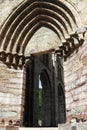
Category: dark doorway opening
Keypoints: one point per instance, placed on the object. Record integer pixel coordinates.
(40, 108)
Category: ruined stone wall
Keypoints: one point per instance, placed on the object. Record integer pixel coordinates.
(11, 83)
(76, 83)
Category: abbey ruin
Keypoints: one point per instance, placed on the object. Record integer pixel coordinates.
(43, 41)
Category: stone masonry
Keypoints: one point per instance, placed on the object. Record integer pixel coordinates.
(18, 41)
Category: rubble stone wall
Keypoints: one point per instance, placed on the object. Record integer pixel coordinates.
(76, 83)
(11, 83)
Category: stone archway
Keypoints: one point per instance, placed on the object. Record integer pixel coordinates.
(21, 25)
(26, 22)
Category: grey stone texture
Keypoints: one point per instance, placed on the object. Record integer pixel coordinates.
(66, 36)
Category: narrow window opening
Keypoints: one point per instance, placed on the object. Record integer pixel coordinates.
(40, 103)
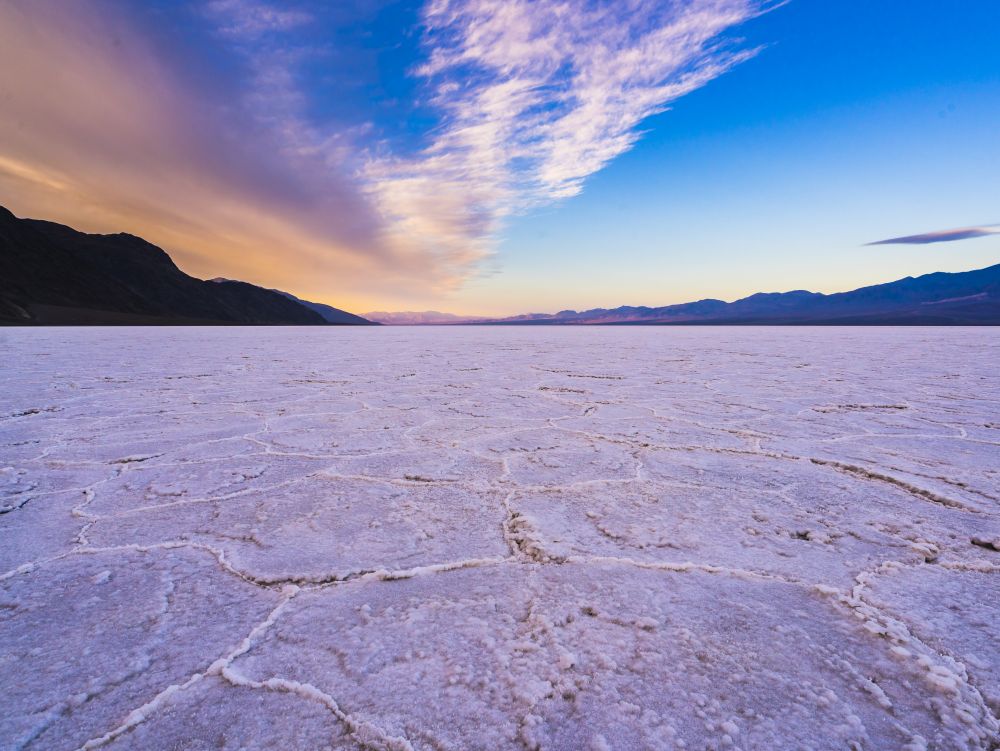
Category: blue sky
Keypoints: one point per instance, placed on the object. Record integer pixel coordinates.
(505, 157)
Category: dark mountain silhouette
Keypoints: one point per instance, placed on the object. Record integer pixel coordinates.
(330, 314)
(965, 298)
(52, 274)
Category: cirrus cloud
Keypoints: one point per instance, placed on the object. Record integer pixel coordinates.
(534, 97)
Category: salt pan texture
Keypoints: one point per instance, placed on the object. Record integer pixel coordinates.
(492, 538)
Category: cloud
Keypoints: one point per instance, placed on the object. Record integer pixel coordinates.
(942, 236)
(98, 131)
(230, 170)
(248, 20)
(534, 97)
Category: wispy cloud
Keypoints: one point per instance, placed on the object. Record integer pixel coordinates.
(97, 131)
(247, 20)
(101, 128)
(942, 236)
(535, 96)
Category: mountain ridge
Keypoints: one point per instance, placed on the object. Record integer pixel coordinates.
(51, 274)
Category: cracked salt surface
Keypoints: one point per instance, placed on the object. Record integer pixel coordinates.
(489, 538)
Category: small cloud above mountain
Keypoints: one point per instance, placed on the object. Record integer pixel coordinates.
(942, 236)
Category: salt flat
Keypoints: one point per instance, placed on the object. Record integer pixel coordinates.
(493, 538)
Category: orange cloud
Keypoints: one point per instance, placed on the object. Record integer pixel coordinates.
(98, 132)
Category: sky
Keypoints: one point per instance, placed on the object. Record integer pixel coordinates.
(493, 157)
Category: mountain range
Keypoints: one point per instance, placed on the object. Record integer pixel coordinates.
(964, 298)
(52, 274)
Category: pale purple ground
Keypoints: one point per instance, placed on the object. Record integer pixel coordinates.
(493, 538)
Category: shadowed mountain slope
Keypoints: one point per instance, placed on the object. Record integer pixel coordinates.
(52, 274)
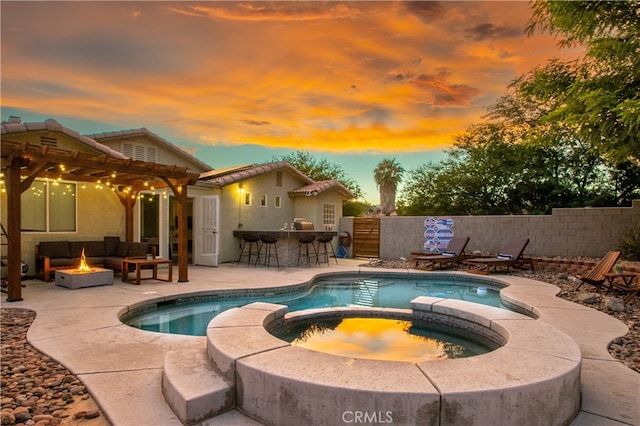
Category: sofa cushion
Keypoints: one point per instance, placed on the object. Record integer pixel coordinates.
(138, 249)
(91, 248)
(122, 249)
(111, 245)
(54, 249)
(63, 261)
(95, 260)
(113, 262)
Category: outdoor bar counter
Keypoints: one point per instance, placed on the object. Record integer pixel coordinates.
(288, 245)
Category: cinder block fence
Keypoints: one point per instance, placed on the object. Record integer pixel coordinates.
(576, 232)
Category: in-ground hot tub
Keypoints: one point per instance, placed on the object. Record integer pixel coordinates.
(533, 378)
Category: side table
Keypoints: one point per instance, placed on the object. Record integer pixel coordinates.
(626, 285)
(140, 263)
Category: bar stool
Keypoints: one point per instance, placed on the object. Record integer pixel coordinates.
(324, 240)
(267, 241)
(251, 240)
(306, 240)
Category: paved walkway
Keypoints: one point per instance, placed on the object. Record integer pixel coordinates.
(122, 366)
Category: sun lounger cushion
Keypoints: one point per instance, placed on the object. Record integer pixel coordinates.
(55, 249)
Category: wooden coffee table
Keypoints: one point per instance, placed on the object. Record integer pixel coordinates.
(140, 264)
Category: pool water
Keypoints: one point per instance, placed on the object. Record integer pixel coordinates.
(380, 339)
(191, 316)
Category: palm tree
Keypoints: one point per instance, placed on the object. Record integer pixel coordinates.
(387, 175)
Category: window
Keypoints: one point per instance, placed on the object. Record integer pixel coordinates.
(49, 206)
(139, 152)
(328, 215)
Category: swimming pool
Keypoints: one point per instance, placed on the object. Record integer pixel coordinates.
(190, 315)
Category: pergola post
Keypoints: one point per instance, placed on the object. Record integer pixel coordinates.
(180, 193)
(21, 159)
(128, 200)
(14, 247)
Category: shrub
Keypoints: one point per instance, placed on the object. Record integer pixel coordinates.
(629, 243)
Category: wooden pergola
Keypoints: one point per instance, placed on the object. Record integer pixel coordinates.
(23, 162)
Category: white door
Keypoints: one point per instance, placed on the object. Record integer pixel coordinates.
(206, 227)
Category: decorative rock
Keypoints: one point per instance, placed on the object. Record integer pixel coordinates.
(614, 304)
(589, 298)
(7, 418)
(80, 414)
(77, 390)
(22, 414)
(36, 390)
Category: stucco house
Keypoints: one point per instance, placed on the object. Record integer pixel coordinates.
(256, 196)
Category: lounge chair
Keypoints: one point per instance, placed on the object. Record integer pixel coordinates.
(452, 254)
(596, 277)
(509, 255)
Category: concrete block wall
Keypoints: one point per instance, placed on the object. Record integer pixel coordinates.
(586, 232)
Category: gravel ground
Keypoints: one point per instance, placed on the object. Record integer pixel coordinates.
(38, 391)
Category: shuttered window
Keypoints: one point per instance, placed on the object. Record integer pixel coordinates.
(139, 152)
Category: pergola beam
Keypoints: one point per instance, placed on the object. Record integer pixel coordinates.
(22, 159)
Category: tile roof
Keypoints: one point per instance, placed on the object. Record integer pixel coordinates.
(52, 125)
(319, 187)
(233, 175)
(143, 131)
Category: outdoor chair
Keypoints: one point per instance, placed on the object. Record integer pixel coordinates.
(250, 245)
(267, 242)
(454, 253)
(511, 254)
(322, 248)
(596, 276)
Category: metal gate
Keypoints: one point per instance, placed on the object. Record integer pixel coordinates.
(366, 237)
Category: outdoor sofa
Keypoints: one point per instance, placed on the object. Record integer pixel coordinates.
(109, 253)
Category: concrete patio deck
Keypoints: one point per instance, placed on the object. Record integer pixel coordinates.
(122, 366)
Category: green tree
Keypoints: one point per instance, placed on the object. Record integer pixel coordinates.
(387, 176)
(320, 169)
(597, 95)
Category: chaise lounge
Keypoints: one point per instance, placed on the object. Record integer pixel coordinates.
(511, 254)
(454, 253)
(595, 277)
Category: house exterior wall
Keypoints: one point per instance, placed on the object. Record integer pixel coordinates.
(311, 208)
(164, 155)
(98, 213)
(589, 232)
(234, 214)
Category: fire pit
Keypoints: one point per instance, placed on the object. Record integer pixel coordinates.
(84, 276)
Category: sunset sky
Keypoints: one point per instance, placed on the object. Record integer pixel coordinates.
(244, 82)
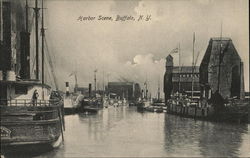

# Goal of the exercise:
Write every entry out again exactly, images omitted.

# Task output:
Category: dark doorway opening
Keypoints: one point per instance, placed on the object. Record integer pixel coordinates.
(40, 108)
Category: ruined stone wall
Keypoints: one point per instance, placed on the object. Record integer pixel coordinates.
(11, 83)
(76, 83)
Category: abbey ruin
Keypoints: one point per instance, placed on the object. Record integer pixel coordinates.
(43, 41)
Category: stone masonry
Keypoints: one point per instance, placed on the object. Record integer pixel coordinates.
(18, 41)
Category: rubble stone wall
Keypoints: one point per instance, placed on the object. Record integer pixel coordinates.
(76, 83)
(11, 83)
Category: stone archway
Keypoints: one point per instance, placed on the object. Record integer pixel coordinates.
(21, 25)
(26, 22)
Category: grey stone texture
Keypoints: one point per instance, placed on the object. Record integer pixel coordinates.
(66, 36)
Category: narrow window opening
Keypoints: one point per instance, placed on the object. Record integer pixel coordinates.
(40, 103)
Category: blue sky
Keypoints: one point per instance, placed on the object. Record integer pixel coordinates.
(505, 157)
Category: dark mountain silhouette
Keypoints: one point per instance, placed on the object. Record integer pixel coordinates.
(330, 314)
(965, 298)
(52, 274)
Category: cirrus cloud
Keypoints: one point per instance, placed on the object. Record integer pixel coordinates.
(534, 97)
Category: salt pan texture
Keypoints: one point per instance, placed on the object. Record integer pixel coordinates.
(492, 538)
Category: cloud
Keypoints: one point per instance, placed on the object. Record integer pixel coordinates.
(942, 236)
(98, 131)
(230, 170)
(248, 20)
(534, 97)
Category: wispy cloud
Keypoints: one point per instance, placed on the object. Record integer pixel coordinates.
(97, 131)
(247, 20)
(101, 128)
(942, 236)
(535, 96)
Category: mountain ridge
Keypoints: one point per instance, placed on the object. Record integer pixel coordinates.
(51, 274)
Category: cracked salt surface
Keypoints: one point per instance, placed on the object. Record integer pixel coordinates.
(489, 538)
Category: small cloud above mountain
Keypoints: one point per instance, placed on the object. Record integer pixel coordinates.
(942, 236)
Category: salt flat
Keypoints: one point per instance, placed on the object. Record integer pixel coordinates.
(493, 538)
Category: orange cloud
Keypoints: one point per instance, placed on the object. Record integer pixel coordinates.
(98, 132)
Category: sky
Keypoints: one point per instance, placed on the object. Record integer pixel coordinates.
(493, 157)
Category: mountain range
Keypoints: one point per instance, placed on the object. Record integer pixel coordinates.
(964, 298)
(52, 274)
Category: pale purple ground
Keypoints: one point per instance, placed on the object. Record integer pixel coordinates.
(493, 538)
Category: shadowed mountain slope
Keypoints: one point per instance, placed on the object. Record integer pixel coordinates.
(52, 274)
Category: sofa cushion
Keypoints: one point per instance, placed on the object. Record integer pixel coordinates.
(138, 249)
(91, 248)
(122, 249)
(111, 245)
(54, 249)
(63, 261)
(95, 260)
(113, 262)
Category: outdoor bar counter
Keypoints: one point per instance, placed on the object. Record integer pixel coordinates.
(288, 245)
Category: cinder block fence
Keypoints: one point per instance, placed on the object. Record integer pixel coordinates.
(576, 232)
Category: in-ground hot tub
Keypoints: one point per instance, placed on the object. Record integer pixel coordinates.
(533, 378)
Category: side table
Keypoints: one point per instance, placed on the object. Record integer pixel coordinates.
(626, 285)
(140, 263)
Category: bar stool
Keypoints: one point per instance, placed on the object. Record integer pixel coordinates.
(324, 240)
(267, 241)
(251, 240)
(306, 240)
Category: paved walkway
Keypoints: one point per instance, placed on the object. Record integer pixel coordinates.
(122, 366)
Category: sun lounger cushion
Keypoints: one point per instance, placed on the object. Record integer pixel coordinates.
(55, 249)
Category: wooden coffee table
Keypoints: one point per instance, placed on the object. Record integer pixel coordinates.
(140, 264)
Category: pool water
Keypoints: one point per instance, placed on the object. Record integer pixel coordinates.
(380, 339)
(191, 316)
Category: palm tree
Keypoints: one point per instance, placed on the object. Record integer pixel coordinates.
(387, 175)
Category: window
Keypoints: one point per instance, placed on the object. Record integer pixel coordinates.
(49, 206)
(139, 152)
(328, 215)
Category: swimming pool
Keypoints: one point per instance, placed on the object. Record integer pixel coordinates.
(190, 315)
Category: pergola post
Keypoints: one point per instance, placed on the object. Record integer pixel coordinates.
(180, 193)
(21, 159)
(128, 200)
(14, 247)
Category: shrub
Keypoints: one point per instance, placed on the object. Record integer pixel coordinates.
(629, 243)
Category: wooden pergola
Keypoints: one point per instance, placed on the object. Record integer pixel coordinates.
(23, 162)
Category: white door
Keypoints: one point per instance, placed on the object. Record integer pixel coordinates.
(206, 227)
Category: decorative rock
Keypoints: one point per instance, placed on the object. Record integer pixel coordinates.
(614, 304)
(589, 298)
(7, 418)
(80, 414)
(77, 390)
(22, 414)
(36, 390)
Category: stucco house
Keypoints: one point per instance, placed on the object. Record integer pixel coordinates.
(256, 196)
Category: lounge chair
Keypoints: one point per instance, placed on the object. Record integer pixel coordinates.
(452, 254)
(596, 277)
(509, 255)
Category: concrete block wall
Keypoints: one point per instance, placed on the object. Record integer pixel coordinates.
(586, 232)
Category: gravel ground
Keypoints: one point per instance, placed on the object. Record integer pixel coordinates.
(38, 391)
Category: shuttered window
Keypoints: one point per instance, placed on the object. Record integer pixel coordinates.
(139, 152)
Category: pergola beam
Keypoints: one point per instance, placed on the object. Record integer pixel coordinates.
(22, 159)
Category: tile roof
Keypoints: one point per instance, placed on the object. Record integer pixel coordinates.
(52, 125)
(319, 187)
(233, 175)
(143, 131)
Category: outdoor chair
Keypoints: one point per instance, placed on the object. Record integer pixel coordinates.
(250, 245)
(267, 242)
(454, 253)
(511, 254)
(322, 248)
(596, 276)
Category: metal gate
Keypoints: one point per instance, placed on the object. Record integer pixel coordinates.
(366, 237)
Category: outdoor sofa
Keypoints: one point per instance, placed on the object. Record integer pixel coordinates.
(109, 253)
Category: concrete patio deck
Keypoints: one point per instance, placed on the object. Record integer pixel coordinates.
(122, 366)
Category: green tree
Keypoints: one point per instance, placed on the object. Record integer pixel coordinates.
(387, 176)
(320, 169)
(597, 95)
Category: chaise lounge
Keypoints: one point per instance, placed on the object. Record integer pixel coordinates.
(511, 254)
(454, 253)
(595, 277)
Category: house exterior wall
Keypoints: one point per instance, placed on the object. Record integer pixel coordinates.
(311, 208)
(164, 155)
(98, 213)
(589, 232)
(234, 214)
Category: fire pit
Keypoints: one point per instance, placed on the object. Record integer pixel coordinates.
(84, 276)
Category: sunset sky
Keypoints: one point per instance, placed on the object. Record integer pixel coordinates.
(244, 82)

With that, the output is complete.